▶ **Passage provided**:
(begin)

Backpressure means the producer is sending faster than the consumer can handle.

In WebSocket systems, this often shows up as:

• a client on a slow network
• a dashboard subscribed to too many noisy streams
• a fanout burst after a major event
• a gateway trying to write faster than the kernel socket buffer drains

If you ignore backpressure, memory usage grows because outbound queues grow.

Common handling strategies:

• per-connection outbound queue limits
• drop low-priority ephemeral updates such as typing indicators or cursor positions
• coalesce updates so only the latest state is sent for fast-changing metrics
• disconnect very slow consumers after threshold violations
• split high-volume topics into separate subscription classes

An important interview line:

"For rapidly changing state, I would prefer sending the latest state rather than every intermediate event, because preserving every micro-update can create unnecessary backpressure."

3.8 Scaling Millions of Connections

At large scale, the architecture is usually not "application servers also do WebSockets." Instead it becomes a specialized gateway tier.

(end)

▶ **Short task 1**:
Answer from the backpressure text:
(a) What does backpressure mean?
(b) According to the text, why does memory usage grow when backpressure is ignored?
(c) At large scale, what does the architecture usually become?
▶ **Short task 2**:
Set down the part of the backpressure text starting at "Backpressure means the" and ending at "outbound queues grow.".
The items have nothing to do with what follows the backpressure text.

▶ **Supplied entries**:
(begin)

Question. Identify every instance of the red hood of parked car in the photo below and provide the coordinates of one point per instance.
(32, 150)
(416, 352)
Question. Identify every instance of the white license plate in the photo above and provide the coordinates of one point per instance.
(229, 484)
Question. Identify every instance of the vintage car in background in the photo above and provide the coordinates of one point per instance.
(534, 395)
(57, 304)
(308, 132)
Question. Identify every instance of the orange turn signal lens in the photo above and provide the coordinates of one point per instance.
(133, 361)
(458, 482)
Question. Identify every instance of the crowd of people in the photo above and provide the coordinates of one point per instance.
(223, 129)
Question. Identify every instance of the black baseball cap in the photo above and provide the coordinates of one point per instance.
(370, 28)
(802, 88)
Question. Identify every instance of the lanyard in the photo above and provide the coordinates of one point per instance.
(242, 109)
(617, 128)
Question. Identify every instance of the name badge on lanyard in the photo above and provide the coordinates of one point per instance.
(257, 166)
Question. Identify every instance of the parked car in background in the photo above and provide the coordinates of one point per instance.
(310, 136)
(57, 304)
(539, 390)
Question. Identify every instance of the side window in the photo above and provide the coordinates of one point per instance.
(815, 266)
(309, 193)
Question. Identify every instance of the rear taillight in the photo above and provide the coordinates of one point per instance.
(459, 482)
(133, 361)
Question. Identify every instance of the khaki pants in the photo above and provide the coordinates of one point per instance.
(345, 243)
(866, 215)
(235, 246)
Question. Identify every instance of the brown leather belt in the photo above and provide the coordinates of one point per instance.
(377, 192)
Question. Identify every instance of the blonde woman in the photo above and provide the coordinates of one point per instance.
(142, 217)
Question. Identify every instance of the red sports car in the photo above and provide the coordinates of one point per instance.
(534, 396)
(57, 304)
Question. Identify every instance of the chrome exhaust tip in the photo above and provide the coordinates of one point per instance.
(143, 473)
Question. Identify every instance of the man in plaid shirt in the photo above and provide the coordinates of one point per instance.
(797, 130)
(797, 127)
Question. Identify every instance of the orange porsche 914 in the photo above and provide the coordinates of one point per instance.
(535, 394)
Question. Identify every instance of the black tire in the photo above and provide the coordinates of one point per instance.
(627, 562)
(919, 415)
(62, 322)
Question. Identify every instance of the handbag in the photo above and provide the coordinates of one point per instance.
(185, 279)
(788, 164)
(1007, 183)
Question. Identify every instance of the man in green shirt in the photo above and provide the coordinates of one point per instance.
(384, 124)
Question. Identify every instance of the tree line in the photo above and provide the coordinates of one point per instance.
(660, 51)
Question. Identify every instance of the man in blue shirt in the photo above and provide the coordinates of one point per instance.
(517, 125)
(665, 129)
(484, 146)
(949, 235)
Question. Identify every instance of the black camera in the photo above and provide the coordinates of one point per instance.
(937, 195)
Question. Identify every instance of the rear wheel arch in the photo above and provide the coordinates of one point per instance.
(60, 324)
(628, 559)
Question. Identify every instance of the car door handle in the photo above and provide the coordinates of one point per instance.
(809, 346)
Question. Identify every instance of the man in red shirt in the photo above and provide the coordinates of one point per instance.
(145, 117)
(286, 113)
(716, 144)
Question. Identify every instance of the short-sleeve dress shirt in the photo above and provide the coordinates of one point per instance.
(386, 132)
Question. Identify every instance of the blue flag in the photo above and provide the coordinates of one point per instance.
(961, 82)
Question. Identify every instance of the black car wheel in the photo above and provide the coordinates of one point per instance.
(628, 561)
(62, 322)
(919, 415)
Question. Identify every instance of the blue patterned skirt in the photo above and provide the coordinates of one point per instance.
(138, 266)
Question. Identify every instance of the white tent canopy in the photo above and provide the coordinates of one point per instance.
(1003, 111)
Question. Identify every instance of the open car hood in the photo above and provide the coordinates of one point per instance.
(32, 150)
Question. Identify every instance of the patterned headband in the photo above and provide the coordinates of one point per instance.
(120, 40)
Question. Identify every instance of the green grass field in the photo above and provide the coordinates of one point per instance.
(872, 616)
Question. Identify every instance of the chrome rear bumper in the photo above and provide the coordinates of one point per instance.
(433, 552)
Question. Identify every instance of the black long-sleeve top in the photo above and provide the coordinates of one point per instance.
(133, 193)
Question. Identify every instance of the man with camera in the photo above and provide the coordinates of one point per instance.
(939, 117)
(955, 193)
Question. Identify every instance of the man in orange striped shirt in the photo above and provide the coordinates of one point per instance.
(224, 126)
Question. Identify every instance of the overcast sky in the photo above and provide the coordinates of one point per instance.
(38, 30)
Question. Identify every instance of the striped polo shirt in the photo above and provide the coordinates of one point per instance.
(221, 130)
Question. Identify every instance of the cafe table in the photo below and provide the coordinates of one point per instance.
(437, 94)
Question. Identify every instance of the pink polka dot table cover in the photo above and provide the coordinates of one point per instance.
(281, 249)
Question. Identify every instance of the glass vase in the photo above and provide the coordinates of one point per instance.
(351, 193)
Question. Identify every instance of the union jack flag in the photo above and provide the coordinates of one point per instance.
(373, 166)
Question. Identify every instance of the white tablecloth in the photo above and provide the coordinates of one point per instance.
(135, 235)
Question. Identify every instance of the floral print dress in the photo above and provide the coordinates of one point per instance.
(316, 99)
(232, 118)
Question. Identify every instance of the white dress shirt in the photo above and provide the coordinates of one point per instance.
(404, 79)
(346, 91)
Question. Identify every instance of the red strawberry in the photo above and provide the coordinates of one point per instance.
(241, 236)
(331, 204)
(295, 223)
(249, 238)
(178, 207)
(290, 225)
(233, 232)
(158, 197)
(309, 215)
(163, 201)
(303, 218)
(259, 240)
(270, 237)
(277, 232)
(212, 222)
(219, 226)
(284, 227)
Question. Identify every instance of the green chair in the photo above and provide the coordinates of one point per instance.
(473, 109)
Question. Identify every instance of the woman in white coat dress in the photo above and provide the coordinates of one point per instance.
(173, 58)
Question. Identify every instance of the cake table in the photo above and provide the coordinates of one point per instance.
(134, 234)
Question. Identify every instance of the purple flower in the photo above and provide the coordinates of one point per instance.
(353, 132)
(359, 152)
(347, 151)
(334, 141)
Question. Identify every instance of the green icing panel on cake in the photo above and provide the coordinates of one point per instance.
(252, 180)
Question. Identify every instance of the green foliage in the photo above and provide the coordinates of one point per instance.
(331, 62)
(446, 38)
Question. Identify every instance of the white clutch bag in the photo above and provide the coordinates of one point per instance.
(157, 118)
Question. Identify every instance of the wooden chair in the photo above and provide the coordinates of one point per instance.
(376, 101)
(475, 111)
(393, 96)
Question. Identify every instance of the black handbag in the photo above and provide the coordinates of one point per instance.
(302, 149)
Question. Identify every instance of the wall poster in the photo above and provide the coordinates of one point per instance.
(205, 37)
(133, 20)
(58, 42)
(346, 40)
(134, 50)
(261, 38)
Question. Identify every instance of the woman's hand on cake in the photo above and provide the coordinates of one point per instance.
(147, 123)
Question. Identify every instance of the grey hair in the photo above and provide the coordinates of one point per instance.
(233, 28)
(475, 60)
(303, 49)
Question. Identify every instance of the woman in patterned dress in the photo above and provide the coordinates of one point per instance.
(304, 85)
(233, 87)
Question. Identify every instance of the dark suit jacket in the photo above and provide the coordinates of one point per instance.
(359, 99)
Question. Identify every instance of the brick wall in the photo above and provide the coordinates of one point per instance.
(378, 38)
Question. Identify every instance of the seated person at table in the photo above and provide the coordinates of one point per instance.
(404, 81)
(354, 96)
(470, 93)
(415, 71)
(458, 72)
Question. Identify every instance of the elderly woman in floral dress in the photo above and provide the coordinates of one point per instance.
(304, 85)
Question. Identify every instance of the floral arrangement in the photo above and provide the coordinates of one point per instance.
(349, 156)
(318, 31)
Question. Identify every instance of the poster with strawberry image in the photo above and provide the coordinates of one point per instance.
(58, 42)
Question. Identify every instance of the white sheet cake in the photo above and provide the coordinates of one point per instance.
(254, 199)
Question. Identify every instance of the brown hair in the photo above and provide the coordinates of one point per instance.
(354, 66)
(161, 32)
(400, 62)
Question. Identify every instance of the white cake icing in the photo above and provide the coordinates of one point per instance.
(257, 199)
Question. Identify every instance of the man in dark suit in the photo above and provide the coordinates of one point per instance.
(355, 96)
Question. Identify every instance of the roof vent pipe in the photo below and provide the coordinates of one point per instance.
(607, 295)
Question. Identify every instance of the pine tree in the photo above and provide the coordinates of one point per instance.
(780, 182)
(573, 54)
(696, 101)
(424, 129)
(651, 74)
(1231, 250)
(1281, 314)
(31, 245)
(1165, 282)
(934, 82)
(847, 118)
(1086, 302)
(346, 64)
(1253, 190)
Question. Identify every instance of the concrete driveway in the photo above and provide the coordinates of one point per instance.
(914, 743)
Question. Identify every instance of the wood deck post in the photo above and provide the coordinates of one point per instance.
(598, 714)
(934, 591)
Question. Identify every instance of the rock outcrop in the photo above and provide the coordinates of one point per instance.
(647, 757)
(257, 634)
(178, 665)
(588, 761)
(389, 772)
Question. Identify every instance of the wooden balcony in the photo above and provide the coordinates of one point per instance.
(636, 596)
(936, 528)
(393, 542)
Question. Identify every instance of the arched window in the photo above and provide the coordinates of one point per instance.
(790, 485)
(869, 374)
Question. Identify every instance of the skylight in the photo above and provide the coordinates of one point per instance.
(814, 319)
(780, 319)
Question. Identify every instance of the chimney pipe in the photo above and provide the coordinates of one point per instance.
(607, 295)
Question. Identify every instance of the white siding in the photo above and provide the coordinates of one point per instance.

(end)

▶ **Task answer 1**:
(a) The producer is sending faster than the consumer can handle.
(b) Because outbound queues grow.
(c) A specialized gateway tier.

▶ **Task answer 2**:
Backpressure means the producer is sending faster than the consumer can handle.

In WebSocket systems, this often shows up as:

• a client on a slow network
• a dashboard subscribed to too many noisy streams
• a fanout burst after a major event
• a gateway trying to write faster than the kernel socket buffer drains

If you ignore backpressure, memory usage grows because outbound queues grow.